• What the exercise asks: Please rescale the data starting at the line that has "on pitch --return=outline" and ending after the last line of the data. Write each of those lines out again in full, multiplying only the coordinates in the answers by 2.45 and rounding them to whole numbers with halves going up, and omit the pictures.

* Start *

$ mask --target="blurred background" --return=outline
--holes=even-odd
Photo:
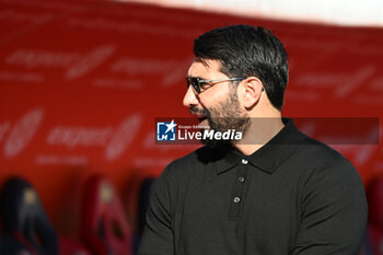
[[[190,117],[194,38],[239,23],[290,55],[285,116],[375,120],[329,146],[373,205],[362,253],[383,254],[380,0],[0,0],[0,254],[134,254],[153,179],[199,147],[156,144],[155,118]]]

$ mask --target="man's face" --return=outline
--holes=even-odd
[[[228,76],[220,72],[221,63],[217,60],[206,62],[194,61],[187,76],[202,80],[225,80]],[[248,128],[249,118],[241,107],[236,86],[230,81],[211,83],[212,85],[197,93],[192,86],[187,89],[184,105],[200,120],[200,126],[209,126],[216,131],[224,132],[229,129],[242,131]],[[224,143],[222,141],[202,141],[210,147]]]

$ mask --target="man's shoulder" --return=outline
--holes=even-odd
[[[207,164],[209,159],[216,154],[214,150],[209,147],[198,148],[188,154],[172,161],[166,169],[185,169],[198,164]]]

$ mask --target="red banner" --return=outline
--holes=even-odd
[[[266,26],[285,43],[285,116],[383,117],[382,28],[132,3],[1,0],[0,181],[30,179],[65,229],[62,208],[74,202],[83,176],[106,173],[123,190],[137,171],[159,174],[198,147],[154,142],[156,117],[189,117],[182,98],[194,38],[237,23]],[[318,135],[315,126],[302,129]],[[381,175],[381,140],[334,147],[364,182]]]

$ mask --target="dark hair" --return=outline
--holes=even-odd
[[[219,60],[221,72],[231,78],[256,77],[271,104],[281,109],[289,79],[288,54],[267,28],[231,25],[207,32],[195,39],[197,61]]]

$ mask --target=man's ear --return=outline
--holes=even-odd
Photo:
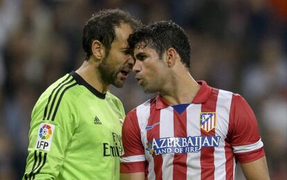
[[[94,40],[92,44],[92,52],[96,59],[102,60],[105,57],[105,48],[101,42]]]
[[[166,51],[166,64],[168,67],[173,67],[177,58],[177,53],[173,48],[169,48]]]

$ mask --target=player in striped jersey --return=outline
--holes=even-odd
[[[119,179],[123,154],[121,87],[134,60],[127,39],[138,21],[119,9],[87,22],[82,65],[51,84],[32,112],[23,179]]]
[[[252,110],[240,95],[194,80],[181,27],[151,24],[128,42],[138,84],[158,95],[125,117],[122,179],[234,179],[237,162],[247,179],[269,179]]]

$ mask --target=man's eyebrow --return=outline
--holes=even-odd
[[[139,59],[140,57],[146,55],[145,53],[139,53],[134,55],[136,59]]]

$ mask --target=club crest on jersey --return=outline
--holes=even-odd
[[[50,151],[55,125],[48,123],[41,123],[36,143],[36,150]]]
[[[216,126],[216,112],[200,113],[200,128],[207,132],[214,129]]]

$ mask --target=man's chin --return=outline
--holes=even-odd
[[[121,88],[123,86],[123,83],[125,82],[124,80],[115,80],[112,84],[117,88]]]

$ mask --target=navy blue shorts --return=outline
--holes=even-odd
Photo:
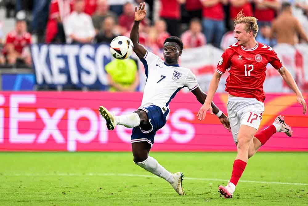
[[[147,142],[152,147],[154,144],[154,136],[156,132],[166,124],[166,117],[169,113],[169,109],[167,109],[164,113],[160,107],[155,105],[151,105],[140,109],[147,113],[152,129],[145,131],[140,127],[134,127],[132,133],[131,141],[132,143]]]

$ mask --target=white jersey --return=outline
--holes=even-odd
[[[161,108],[164,113],[181,89],[186,87],[191,91],[198,86],[196,76],[189,69],[178,64],[168,65],[148,51],[140,60],[144,66],[147,81],[139,109],[154,105]]]

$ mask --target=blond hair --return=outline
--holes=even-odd
[[[257,33],[259,30],[259,27],[257,23],[258,19],[255,17],[253,17],[245,16],[242,11],[243,10],[238,13],[236,17],[234,20],[234,26],[239,24],[242,23],[245,24],[245,28],[244,29],[247,32],[249,31],[252,31],[253,36],[255,37],[257,35]]]

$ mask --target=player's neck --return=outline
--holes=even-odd
[[[173,61],[171,62],[167,62],[165,61],[164,62],[165,64],[167,66],[172,66],[172,65],[178,65],[179,63],[178,63],[177,61]]]
[[[254,39],[248,42],[245,45],[242,45],[242,46],[244,49],[249,50],[254,47],[257,45],[257,41]]]

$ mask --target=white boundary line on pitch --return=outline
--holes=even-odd
[[[125,176],[138,177],[149,177],[150,178],[158,178],[157,176],[148,175],[139,175],[134,174],[116,173],[86,173],[85,174],[74,174],[65,173],[55,173],[54,174],[2,174],[3,176]],[[228,180],[217,179],[213,178],[198,178],[196,177],[184,177],[185,180],[201,180],[205,181],[221,181],[227,182]],[[264,181],[256,181],[252,180],[240,180],[242,182],[248,182],[249,183],[260,184],[289,184],[292,185],[308,185],[307,183],[301,183],[291,182],[265,182]]]

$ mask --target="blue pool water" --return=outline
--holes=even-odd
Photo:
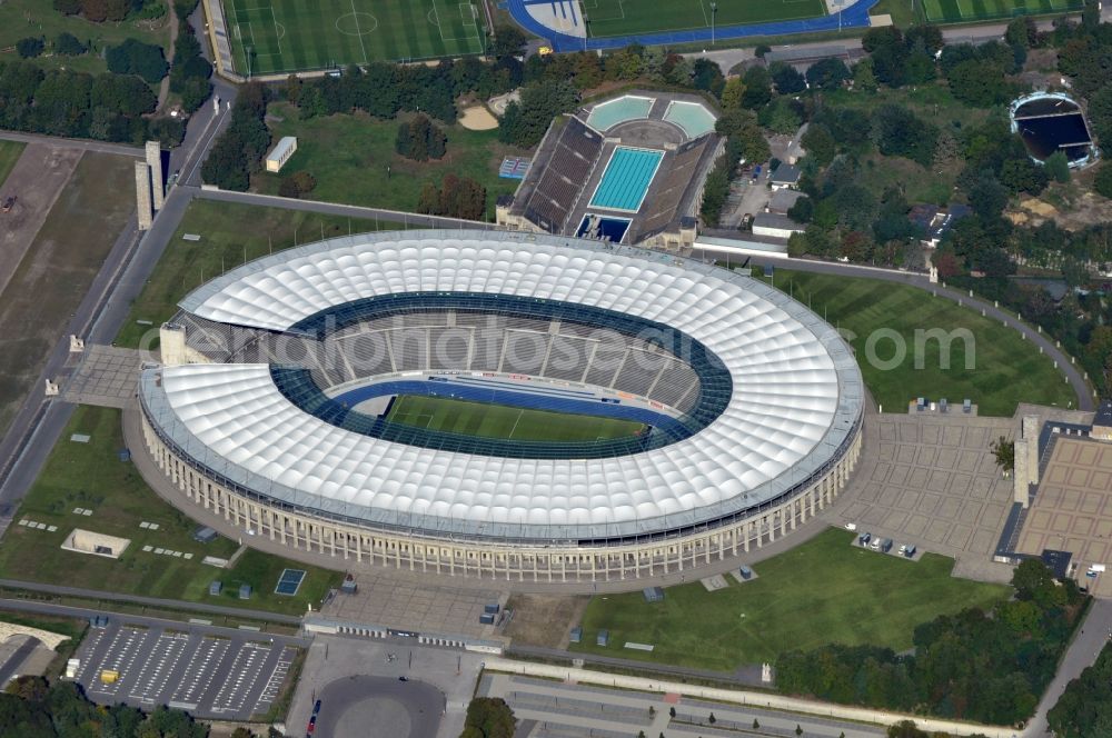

* End *

• Solved exercise:
$ mask --target=white boundary line on pitch --return=outline
--holes=even-odd
[[[306,431],[338,434],[365,434],[368,436],[387,436],[385,431],[363,429],[341,429],[328,426],[284,424],[211,424],[208,426],[181,426],[159,424],[135,424],[132,426],[5,426],[7,431]],[[559,441],[532,439],[522,436],[485,436],[480,434],[451,434],[453,441],[492,441],[502,443],[541,443],[556,446]],[[647,443],[627,443],[617,441],[588,441],[593,446],[608,446],[610,448],[637,451],[708,451],[715,453],[755,453],[752,448],[737,448],[713,446],[649,446]]]

$ mask --target="blue pool water" --return=outline
--holes=even-odd
Photo:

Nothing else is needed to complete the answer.